*** Text shown ***
To put himself in the discussion for the U.S.’s 23-man squad for Brazil, Agudelo says, “I need to keep myself healthy, get consistent playing time almost every weekend playing 90 minutes, get a starting spot on Utrecht, help them move up the table and score goals. Just doing what a player in my position should do, whether it’s assists or holding the ball up. I believe there will be people watching games, so I just need to play my game.”
If that happens, Agudelo think it will also increase his chances of landing a U.K. work permit, too.
At a time when several players in the national team pool are returning to MLS from Europe — think Michael Bradley, Clint Dempsey and Clarence Goodson — Agudelo is one player making the more traditional move from MLS to Europe. That may help him with U.S. coach Jurgen Klinsmann, who has proclaimed his desire for U.S. players to be challenging themselves at the highest level possible. Agudelo said he had an offer to stay in MLS with New England, but “it wasn’t flattering,” as he puts it.
As for Stoke’s offer? “I was extremely flattered by that,” Agudelo says. He spoke to a number of people before deciding on Utrecht for the loan, including Klinsmann and U.S. forward Jozy Altidore, who played in Holland for AZ Alkmaar.
“We had dinner about a week ago in London,” Agudelo says. “He told me how great a league it is for strikers and talked to me about some teams that would be good for me and push me to become a better player. He said, ‘Look, no matter where you go, if you go to Holland you’ll get chances to score.’”
Chances to score. It’s all Agudelo can ask for as he starts the next phase of his career in Europe.
*** End of Text shown ***
*** Raw data ***
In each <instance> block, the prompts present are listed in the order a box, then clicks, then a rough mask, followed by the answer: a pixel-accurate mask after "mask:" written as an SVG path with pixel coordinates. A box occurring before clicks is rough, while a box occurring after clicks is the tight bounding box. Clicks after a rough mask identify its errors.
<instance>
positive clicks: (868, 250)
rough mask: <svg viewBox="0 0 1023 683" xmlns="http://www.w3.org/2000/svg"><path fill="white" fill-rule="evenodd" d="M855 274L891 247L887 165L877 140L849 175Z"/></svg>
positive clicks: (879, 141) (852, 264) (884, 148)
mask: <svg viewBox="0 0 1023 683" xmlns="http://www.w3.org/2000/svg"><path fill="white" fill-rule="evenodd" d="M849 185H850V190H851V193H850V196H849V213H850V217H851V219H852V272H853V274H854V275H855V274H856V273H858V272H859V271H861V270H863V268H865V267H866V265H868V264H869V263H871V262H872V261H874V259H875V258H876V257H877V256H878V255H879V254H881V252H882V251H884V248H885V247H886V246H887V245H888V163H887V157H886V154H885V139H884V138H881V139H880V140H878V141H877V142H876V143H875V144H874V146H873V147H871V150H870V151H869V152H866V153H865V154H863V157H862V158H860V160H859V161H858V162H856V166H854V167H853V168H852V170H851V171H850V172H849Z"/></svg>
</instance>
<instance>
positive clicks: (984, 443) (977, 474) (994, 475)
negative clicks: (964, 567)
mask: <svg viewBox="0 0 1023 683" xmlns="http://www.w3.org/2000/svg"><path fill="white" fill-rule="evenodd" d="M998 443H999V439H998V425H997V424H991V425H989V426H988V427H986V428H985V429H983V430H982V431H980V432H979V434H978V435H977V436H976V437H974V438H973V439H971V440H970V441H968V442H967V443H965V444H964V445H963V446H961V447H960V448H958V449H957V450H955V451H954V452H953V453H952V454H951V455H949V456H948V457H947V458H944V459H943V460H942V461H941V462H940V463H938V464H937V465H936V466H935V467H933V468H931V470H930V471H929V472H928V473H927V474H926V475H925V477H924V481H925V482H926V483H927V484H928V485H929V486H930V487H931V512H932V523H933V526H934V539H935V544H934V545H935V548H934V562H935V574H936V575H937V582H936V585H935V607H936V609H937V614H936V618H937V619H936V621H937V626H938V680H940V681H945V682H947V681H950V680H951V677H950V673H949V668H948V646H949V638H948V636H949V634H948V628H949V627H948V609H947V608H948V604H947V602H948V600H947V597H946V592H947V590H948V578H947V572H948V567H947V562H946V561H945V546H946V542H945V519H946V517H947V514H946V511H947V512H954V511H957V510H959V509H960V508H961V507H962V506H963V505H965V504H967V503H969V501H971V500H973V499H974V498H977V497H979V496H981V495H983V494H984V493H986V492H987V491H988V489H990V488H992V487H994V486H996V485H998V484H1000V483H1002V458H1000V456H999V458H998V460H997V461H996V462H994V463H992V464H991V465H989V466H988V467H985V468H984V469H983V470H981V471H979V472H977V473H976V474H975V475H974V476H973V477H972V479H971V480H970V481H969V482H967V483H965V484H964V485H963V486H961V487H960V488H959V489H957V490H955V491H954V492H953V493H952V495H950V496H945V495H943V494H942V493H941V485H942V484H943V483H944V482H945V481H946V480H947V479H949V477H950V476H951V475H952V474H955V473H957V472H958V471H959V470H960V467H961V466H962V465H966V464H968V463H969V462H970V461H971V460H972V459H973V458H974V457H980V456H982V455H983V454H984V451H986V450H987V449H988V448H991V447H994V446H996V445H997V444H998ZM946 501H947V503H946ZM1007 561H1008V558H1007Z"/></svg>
*** End of Raw data ***
◆ Task 1
Quote the Agudelo passage word for word, starting at "As for Stoke’s" and ending at "career in Europe.".
◆ Task 2
According to the Agudelo passage, which club did Jozy Altidore play for in Holland?
◆ Task 3
Can you turn the paragraph of the Agudelo passage that begins "At a time when several players" into a short bulleted list that keeps its main facts?
The material has no connection to the text about Agudelo.

◆ Response 1
As for Stoke’s offer? “I was extremely flattered by that,” Agudelo says. He spoke to a number of people before deciding on Utrecht for the loan, including Klinsmann and U.S. forward Jozy Altidore, who played in Holland for AZ Alkmaar.
“We had dinner about a week ago in London,” Agudelo says. “He told me how great a league it is for strikers and talked to me about some teams that would be good for me and push me to become a better player. He said, ‘Look, no matter where you go, if you go to Holland you’ll get chances to score.’”
Chances to score. It’s all Agudelo can ask for as he starts the next phase of his career in Europe.

◆ Response 2
AZ Alkmaar.

◆ Response 3
- Several national team pool players, such as Michael Bradley, Clint Dempsey and Clarence Goodson, are returning to MLS from Europe, while Agudelo is making the more traditional move from MLS to Europe.
- The move may help him with U.S. coach Jurgen Klinsmann, who wants U.S. players challenging themselves at the highest level possible.
- Agudelo had an offer to stay in MLS with New England, but he says "it wasn't flattering."